Available data =
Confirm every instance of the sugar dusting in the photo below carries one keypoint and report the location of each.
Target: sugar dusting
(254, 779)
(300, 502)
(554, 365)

--

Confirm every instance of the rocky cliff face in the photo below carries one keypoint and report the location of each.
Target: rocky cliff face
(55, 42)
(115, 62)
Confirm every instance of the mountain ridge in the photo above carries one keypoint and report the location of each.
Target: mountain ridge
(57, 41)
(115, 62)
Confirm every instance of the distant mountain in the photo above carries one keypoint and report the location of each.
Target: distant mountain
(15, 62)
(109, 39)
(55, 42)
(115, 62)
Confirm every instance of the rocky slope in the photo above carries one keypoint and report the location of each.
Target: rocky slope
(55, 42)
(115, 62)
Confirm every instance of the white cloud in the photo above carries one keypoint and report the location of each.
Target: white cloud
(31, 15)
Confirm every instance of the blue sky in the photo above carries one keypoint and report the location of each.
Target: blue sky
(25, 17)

Exercise description = Gather every line of the records above that contains the word "face", and copy each one. Case counts.

Completed task =
Confirm every instance of the rocky cliff face in the photo below carries one keypoint and report the location of each.
Target: rocky cliff face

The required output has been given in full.